** PROBLEM TO SOLVE **
Put these records into a Markdown table with two columns, No. and Text, giving each line its own row number and leaving out blank lines.

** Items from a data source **
···

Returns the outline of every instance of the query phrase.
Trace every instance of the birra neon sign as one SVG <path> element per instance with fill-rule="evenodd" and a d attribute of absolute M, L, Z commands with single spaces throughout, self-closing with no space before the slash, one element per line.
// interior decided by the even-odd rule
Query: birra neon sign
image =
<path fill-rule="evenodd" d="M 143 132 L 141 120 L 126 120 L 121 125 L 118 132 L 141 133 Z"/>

···

** OUTPUT FOR THIS TASK **
| No. | Text |
|---|---|
| 1 | Returns the outline of every instance of the query phrase. |
| 2 | Trace every instance of the birra neon sign as one SVG <path> element per instance with fill-rule="evenodd" and a d attribute of absolute M, L, Z commands with single spaces throughout, self-closing with no space before the slash, one element per line. |
| 3 | // interior decided by the even-odd rule |
| 4 | Query: birra neon sign |
| 5 | image = |
| 6 | <path fill-rule="evenodd" d="M 143 132 L 141 120 L 126 120 L 121 125 L 118 132 L 141 133 Z"/> |